Provided entries:
────

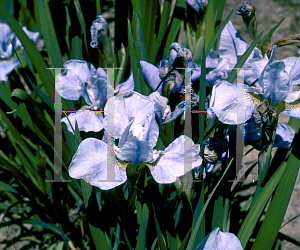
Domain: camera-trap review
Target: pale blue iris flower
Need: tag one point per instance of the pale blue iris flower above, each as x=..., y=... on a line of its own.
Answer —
x=8, y=42
x=279, y=82
x=217, y=240
x=224, y=103
x=135, y=126
x=253, y=133
x=197, y=5
x=82, y=79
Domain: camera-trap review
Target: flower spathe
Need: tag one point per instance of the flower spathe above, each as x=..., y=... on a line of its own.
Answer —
x=93, y=158
x=7, y=49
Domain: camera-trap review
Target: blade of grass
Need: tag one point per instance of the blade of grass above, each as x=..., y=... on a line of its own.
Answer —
x=161, y=239
x=141, y=240
x=197, y=225
x=32, y=52
x=49, y=34
x=269, y=34
x=176, y=20
x=209, y=22
x=139, y=83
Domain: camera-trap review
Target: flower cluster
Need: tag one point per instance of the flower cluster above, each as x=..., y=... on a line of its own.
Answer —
x=8, y=43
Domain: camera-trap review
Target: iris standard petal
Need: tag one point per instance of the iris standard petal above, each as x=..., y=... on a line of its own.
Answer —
x=284, y=136
x=217, y=240
x=294, y=74
x=6, y=67
x=72, y=86
x=197, y=5
x=274, y=82
x=91, y=161
x=169, y=164
x=86, y=120
x=33, y=36
x=226, y=103
x=151, y=77
x=232, y=46
x=6, y=49
x=136, y=151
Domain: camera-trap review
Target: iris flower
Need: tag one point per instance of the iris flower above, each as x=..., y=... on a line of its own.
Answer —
x=231, y=47
x=8, y=42
x=136, y=128
x=82, y=79
x=217, y=240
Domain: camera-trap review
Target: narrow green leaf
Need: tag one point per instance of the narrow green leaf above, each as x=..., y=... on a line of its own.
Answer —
x=81, y=22
x=35, y=113
x=269, y=34
x=257, y=208
x=243, y=59
x=197, y=225
x=46, y=225
x=277, y=209
x=7, y=188
x=45, y=21
x=100, y=238
x=209, y=22
x=141, y=240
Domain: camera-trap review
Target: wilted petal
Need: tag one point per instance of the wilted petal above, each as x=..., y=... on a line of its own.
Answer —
x=289, y=63
x=170, y=163
x=232, y=46
x=197, y=5
x=179, y=109
x=284, y=136
x=251, y=131
x=6, y=67
x=160, y=105
x=294, y=74
x=124, y=108
x=151, y=77
x=224, y=103
x=274, y=82
x=86, y=120
x=217, y=240
x=90, y=163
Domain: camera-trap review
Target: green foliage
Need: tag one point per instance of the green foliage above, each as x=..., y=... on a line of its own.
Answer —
x=140, y=214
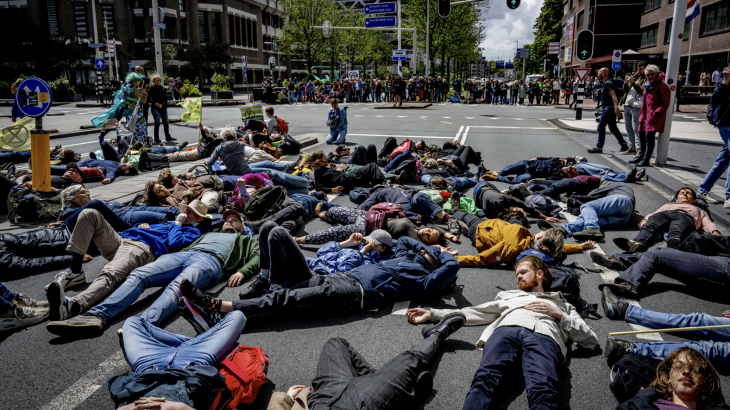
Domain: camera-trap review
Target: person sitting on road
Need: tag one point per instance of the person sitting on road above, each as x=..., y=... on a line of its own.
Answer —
x=125, y=252
x=529, y=325
x=681, y=218
x=684, y=379
x=204, y=263
x=416, y=271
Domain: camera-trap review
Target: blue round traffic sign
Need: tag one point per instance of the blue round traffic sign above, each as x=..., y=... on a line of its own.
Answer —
x=34, y=97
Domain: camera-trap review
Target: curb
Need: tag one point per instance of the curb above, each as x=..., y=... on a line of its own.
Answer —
x=556, y=122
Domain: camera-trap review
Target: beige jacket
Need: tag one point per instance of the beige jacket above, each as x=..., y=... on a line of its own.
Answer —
x=508, y=310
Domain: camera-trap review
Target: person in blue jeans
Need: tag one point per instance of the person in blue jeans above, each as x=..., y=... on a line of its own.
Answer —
x=721, y=100
x=203, y=263
x=337, y=121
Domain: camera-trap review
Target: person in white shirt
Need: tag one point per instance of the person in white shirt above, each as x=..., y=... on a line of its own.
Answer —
x=529, y=325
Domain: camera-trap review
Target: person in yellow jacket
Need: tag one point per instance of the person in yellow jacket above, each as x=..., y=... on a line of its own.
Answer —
x=500, y=242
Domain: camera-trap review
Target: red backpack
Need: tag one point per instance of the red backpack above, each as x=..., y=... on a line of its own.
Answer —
x=245, y=372
x=282, y=126
x=378, y=213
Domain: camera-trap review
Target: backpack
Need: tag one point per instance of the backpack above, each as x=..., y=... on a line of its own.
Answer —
x=264, y=202
x=378, y=213
x=282, y=126
x=631, y=374
x=359, y=195
x=245, y=372
x=290, y=146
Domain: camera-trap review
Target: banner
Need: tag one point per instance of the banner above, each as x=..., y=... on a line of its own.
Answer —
x=17, y=136
x=195, y=109
x=254, y=111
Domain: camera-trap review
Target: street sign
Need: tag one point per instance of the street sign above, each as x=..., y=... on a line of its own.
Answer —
x=372, y=22
x=616, y=57
x=380, y=8
x=582, y=73
x=37, y=97
x=400, y=55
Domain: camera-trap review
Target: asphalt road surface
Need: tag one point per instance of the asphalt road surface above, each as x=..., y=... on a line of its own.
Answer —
x=40, y=370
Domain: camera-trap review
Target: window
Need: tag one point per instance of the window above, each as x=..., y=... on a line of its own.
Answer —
x=717, y=17
x=82, y=30
x=649, y=35
x=52, y=17
x=652, y=4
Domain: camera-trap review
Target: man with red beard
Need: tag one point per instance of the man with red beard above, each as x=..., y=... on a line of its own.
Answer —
x=530, y=325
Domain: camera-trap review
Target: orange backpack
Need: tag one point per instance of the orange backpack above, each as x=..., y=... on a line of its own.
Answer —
x=245, y=372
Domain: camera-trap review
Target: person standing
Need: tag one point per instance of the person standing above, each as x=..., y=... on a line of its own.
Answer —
x=653, y=113
x=611, y=112
x=721, y=101
x=634, y=97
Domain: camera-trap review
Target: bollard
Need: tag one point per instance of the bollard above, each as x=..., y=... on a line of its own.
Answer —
x=40, y=155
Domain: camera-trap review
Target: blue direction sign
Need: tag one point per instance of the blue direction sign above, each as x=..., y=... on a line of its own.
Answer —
x=380, y=8
x=372, y=22
x=34, y=97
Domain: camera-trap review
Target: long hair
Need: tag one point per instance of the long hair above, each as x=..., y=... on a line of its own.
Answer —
x=711, y=391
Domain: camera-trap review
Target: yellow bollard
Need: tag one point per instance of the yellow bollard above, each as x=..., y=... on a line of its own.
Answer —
x=40, y=155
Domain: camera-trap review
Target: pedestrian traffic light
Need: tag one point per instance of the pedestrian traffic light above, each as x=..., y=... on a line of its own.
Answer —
x=584, y=48
x=444, y=8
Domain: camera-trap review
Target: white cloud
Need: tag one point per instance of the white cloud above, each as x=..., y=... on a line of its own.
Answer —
x=506, y=26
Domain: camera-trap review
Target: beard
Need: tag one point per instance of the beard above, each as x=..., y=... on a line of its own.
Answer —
x=527, y=286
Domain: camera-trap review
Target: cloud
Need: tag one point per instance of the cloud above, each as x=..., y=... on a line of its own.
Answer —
x=506, y=26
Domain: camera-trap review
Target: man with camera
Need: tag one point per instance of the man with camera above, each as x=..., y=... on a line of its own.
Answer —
x=337, y=121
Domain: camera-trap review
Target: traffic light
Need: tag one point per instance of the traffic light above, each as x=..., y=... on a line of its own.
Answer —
x=444, y=8
x=584, y=47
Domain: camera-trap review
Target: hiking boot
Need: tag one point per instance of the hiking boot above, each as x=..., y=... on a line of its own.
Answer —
x=606, y=261
x=589, y=234
x=22, y=316
x=624, y=289
x=77, y=326
x=68, y=279
x=448, y=325
x=57, y=302
x=613, y=307
x=256, y=288
x=615, y=349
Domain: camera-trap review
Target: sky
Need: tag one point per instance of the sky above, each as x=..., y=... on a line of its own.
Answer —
x=506, y=26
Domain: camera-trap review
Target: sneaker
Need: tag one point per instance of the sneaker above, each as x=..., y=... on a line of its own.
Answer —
x=77, y=326
x=613, y=307
x=589, y=234
x=258, y=286
x=69, y=279
x=200, y=319
x=606, y=261
x=615, y=349
x=22, y=316
x=57, y=302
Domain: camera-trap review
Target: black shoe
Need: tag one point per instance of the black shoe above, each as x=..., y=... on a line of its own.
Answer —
x=448, y=325
x=257, y=286
x=615, y=349
x=606, y=261
x=613, y=307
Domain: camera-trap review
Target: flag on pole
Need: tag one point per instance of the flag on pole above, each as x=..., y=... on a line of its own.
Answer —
x=693, y=10
x=195, y=109
x=252, y=112
x=17, y=136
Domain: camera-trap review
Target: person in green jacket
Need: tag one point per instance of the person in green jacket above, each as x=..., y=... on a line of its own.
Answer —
x=203, y=263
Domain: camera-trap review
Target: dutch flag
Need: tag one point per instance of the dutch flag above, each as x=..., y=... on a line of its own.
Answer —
x=693, y=10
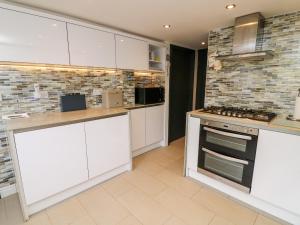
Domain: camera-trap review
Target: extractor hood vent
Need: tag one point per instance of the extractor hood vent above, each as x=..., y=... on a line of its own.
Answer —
x=258, y=55
x=247, y=39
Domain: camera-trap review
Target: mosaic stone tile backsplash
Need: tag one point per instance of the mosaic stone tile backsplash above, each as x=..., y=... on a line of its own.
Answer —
x=270, y=84
x=17, y=92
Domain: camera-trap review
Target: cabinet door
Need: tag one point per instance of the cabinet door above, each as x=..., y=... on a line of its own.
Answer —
x=192, y=147
x=90, y=47
x=107, y=144
x=154, y=124
x=51, y=160
x=276, y=176
x=32, y=39
x=138, y=128
x=132, y=53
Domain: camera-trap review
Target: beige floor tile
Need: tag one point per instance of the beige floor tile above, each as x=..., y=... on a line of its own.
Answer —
x=176, y=167
x=184, y=208
x=117, y=186
x=174, y=221
x=181, y=184
x=224, y=207
x=146, y=183
x=130, y=220
x=263, y=220
x=102, y=207
x=39, y=219
x=150, y=168
x=163, y=156
x=144, y=208
x=84, y=221
x=66, y=212
x=220, y=221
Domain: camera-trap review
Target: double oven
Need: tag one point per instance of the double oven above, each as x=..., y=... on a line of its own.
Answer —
x=227, y=153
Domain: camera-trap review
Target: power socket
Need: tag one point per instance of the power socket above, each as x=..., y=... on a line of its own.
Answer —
x=97, y=91
x=44, y=94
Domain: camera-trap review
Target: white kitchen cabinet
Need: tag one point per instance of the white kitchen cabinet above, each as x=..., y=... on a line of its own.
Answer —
x=132, y=53
x=138, y=128
x=192, y=143
x=91, y=47
x=107, y=143
x=32, y=39
x=276, y=176
x=51, y=160
x=154, y=124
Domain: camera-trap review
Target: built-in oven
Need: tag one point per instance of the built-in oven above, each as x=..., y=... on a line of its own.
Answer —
x=227, y=153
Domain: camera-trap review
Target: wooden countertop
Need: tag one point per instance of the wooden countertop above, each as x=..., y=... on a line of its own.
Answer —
x=279, y=123
x=51, y=119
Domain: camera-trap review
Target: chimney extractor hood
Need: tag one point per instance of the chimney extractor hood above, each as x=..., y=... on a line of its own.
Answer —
x=247, y=39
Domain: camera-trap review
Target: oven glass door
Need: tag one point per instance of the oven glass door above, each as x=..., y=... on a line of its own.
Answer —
x=236, y=170
x=228, y=142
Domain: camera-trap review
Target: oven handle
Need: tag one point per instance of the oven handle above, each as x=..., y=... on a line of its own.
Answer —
x=244, y=162
x=245, y=137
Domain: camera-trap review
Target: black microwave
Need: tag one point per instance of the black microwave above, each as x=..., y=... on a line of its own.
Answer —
x=149, y=95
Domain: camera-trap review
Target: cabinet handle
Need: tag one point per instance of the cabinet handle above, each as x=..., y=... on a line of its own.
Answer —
x=244, y=162
x=228, y=134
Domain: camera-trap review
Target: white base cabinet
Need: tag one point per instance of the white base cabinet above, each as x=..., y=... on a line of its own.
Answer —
x=154, y=124
x=138, y=128
x=55, y=163
x=147, y=126
x=51, y=160
x=192, y=143
x=107, y=142
x=276, y=176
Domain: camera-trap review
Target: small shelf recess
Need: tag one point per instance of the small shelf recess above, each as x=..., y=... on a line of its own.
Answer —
x=259, y=55
x=157, y=58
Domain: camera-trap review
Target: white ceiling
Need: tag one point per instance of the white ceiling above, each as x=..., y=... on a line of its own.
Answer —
x=191, y=20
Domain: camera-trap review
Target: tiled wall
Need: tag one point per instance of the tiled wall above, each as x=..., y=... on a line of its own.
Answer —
x=271, y=84
x=17, y=91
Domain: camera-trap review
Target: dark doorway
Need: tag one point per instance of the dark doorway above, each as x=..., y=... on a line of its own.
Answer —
x=201, y=78
x=181, y=89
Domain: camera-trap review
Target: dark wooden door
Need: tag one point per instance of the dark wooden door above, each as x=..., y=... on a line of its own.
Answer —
x=181, y=89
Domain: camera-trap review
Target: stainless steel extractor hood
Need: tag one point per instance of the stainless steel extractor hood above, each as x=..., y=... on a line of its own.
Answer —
x=247, y=39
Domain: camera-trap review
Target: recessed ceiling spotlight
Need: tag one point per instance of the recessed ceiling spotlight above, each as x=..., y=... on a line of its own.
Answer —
x=230, y=6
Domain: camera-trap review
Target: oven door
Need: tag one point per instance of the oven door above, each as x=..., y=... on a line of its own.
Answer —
x=236, y=172
x=230, y=143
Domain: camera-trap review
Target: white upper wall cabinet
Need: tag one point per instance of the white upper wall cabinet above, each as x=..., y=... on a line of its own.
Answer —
x=132, y=53
x=91, y=47
x=32, y=39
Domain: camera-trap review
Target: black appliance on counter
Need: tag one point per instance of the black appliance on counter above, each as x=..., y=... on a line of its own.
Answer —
x=149, y=95
x=72, y=102
x=227, y=153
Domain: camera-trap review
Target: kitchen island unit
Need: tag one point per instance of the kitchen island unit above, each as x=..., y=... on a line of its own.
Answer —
x=57, y=155
x=275, y=181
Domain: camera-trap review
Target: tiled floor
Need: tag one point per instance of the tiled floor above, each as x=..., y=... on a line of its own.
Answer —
x=153, y=193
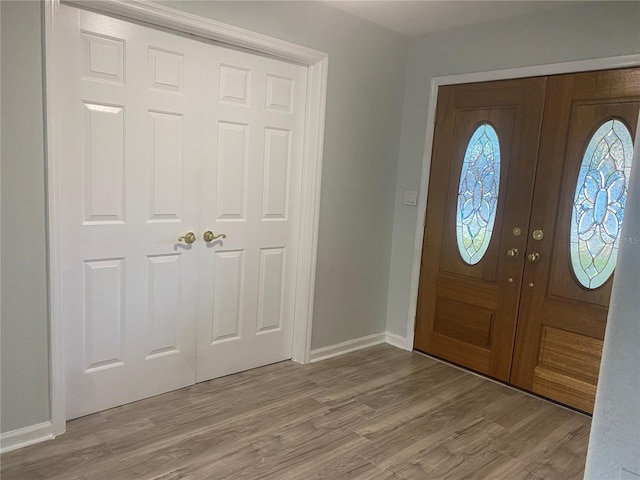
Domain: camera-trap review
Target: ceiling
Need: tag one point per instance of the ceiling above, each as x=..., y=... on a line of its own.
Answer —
x=418, y=17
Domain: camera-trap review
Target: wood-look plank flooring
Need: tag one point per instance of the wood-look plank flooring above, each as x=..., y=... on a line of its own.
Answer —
x=377, y=414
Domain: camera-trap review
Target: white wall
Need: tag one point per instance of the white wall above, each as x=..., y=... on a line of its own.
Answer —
x=614, y=444
x=25, y=368
x=364, y=107
x=364, y=103
x=584, y=31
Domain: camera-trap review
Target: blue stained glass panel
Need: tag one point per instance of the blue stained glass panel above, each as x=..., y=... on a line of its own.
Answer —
x=599, y=203
x=478, y=194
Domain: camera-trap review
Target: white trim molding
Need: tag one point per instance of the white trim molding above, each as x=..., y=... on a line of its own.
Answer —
x=183, y=22
x=23, y=437
x=356, y=344
x=436, y=82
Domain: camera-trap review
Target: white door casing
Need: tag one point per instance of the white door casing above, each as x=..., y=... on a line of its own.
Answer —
x=162, y=135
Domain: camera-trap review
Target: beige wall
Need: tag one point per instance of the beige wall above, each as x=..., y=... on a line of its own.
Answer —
x=25, y=367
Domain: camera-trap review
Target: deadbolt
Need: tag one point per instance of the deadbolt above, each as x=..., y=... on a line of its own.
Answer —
x=533, y=257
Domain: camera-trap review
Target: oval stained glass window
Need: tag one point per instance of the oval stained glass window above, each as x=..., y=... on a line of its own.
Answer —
x=599, y=203
x=478, y=194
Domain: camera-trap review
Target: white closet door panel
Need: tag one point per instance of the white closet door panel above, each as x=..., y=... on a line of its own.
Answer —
x=130, y=188
x=253, y=124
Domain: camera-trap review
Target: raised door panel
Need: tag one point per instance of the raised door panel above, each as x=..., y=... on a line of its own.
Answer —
x=562, y=322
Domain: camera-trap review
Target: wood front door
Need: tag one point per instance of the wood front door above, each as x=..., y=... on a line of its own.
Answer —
x=468, y=308
x=562, y=321
x=525, y=278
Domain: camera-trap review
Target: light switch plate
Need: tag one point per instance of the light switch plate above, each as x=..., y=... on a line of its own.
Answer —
x=411, y=198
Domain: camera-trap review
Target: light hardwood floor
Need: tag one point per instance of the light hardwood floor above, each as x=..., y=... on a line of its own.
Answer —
x=376, y=414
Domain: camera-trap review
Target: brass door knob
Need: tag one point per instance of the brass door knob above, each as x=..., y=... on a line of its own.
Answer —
x=533, y=257
x=210, y=237
x=188, y=238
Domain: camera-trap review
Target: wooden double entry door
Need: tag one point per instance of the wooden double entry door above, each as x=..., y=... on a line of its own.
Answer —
x=525, y=207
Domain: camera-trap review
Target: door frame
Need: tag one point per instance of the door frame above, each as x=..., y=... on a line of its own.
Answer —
x=436, y=82
x=182, y=22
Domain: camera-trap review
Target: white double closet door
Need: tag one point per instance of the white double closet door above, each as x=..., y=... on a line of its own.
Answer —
x=164, y=135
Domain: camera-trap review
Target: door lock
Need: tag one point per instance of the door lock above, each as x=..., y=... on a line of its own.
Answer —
x=188, y=238
x=538, y=234
x=209, y=236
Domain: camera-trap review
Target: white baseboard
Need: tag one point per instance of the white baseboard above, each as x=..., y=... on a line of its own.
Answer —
x=349, y=346
x=396, y=341
x=23, y=437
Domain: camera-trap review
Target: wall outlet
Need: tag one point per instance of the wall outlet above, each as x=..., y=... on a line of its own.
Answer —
x=411, y=198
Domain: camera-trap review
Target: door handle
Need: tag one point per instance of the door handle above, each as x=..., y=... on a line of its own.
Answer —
x=188, y=238
x=533, y=257
x=210, y=237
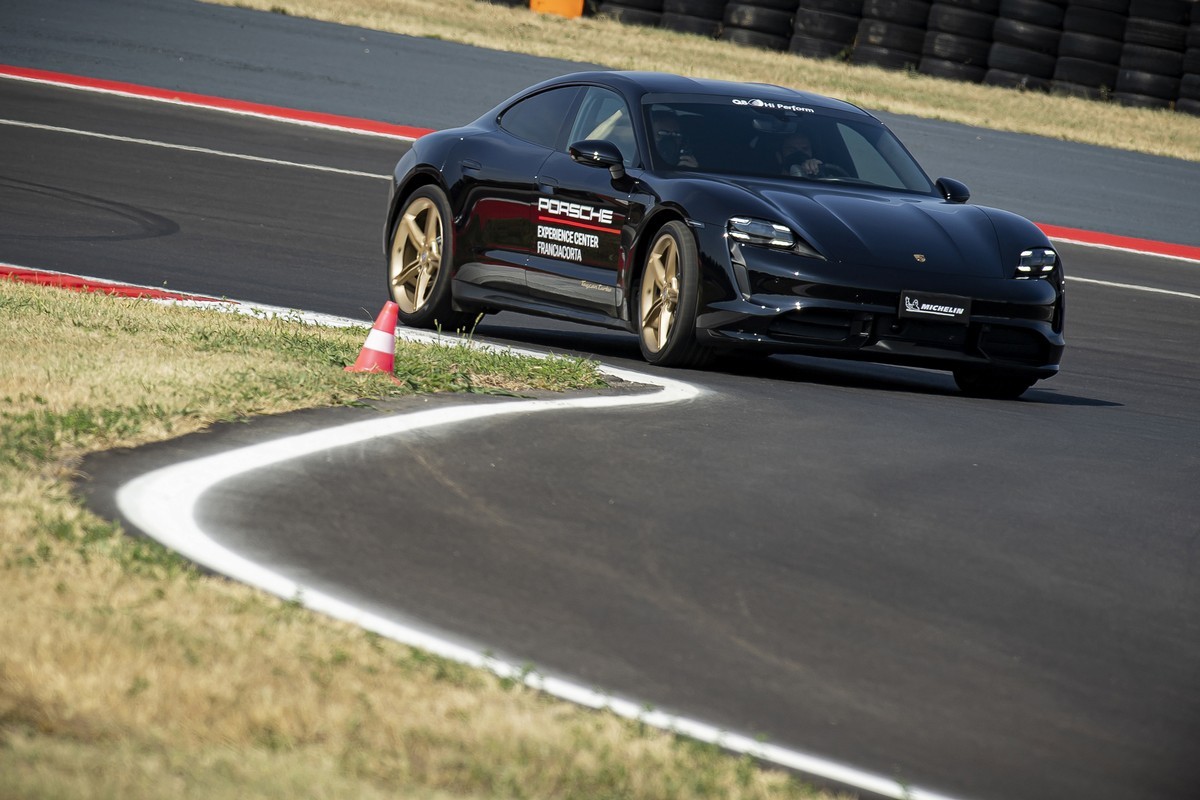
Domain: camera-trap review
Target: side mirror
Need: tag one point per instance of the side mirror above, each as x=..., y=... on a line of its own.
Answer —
x=599, y=152
x=953, y=191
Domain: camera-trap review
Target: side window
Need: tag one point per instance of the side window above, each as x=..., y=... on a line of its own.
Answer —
x=604, y=115
x=540, y=118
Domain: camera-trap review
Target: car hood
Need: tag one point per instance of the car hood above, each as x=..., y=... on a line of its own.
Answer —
x=891, y=229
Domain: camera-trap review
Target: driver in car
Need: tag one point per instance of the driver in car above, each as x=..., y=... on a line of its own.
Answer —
x=669, y=139
x=796, y=156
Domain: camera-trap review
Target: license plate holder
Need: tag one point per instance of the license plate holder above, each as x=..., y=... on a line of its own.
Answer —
x=935, y=307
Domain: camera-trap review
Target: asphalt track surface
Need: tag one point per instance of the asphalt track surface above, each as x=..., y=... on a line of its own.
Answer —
x=989, y=600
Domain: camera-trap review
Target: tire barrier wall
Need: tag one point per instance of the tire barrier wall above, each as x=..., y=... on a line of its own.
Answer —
x=1143, y=53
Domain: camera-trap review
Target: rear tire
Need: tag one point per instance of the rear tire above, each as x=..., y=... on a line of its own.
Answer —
x=981, y=382
x=419, y=263
x=669, y=298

────

About this task:
Gather up every line in the data above that contains the word "ceiling", copying each one.

Task result:
Target: white ceiling
Need: tag one point per instance of the white ceiling above, each as x=..., y=... on a line of its own.
Target: recessed ceiling spotlight
Need: tag one point per instance of the recessed ceiling spotlight above, each as x=..., y=... on a line of its own.
Target: ceiling
Need: tag one point per instance of the ceiling above, each as x=..., y=... on a line of its own.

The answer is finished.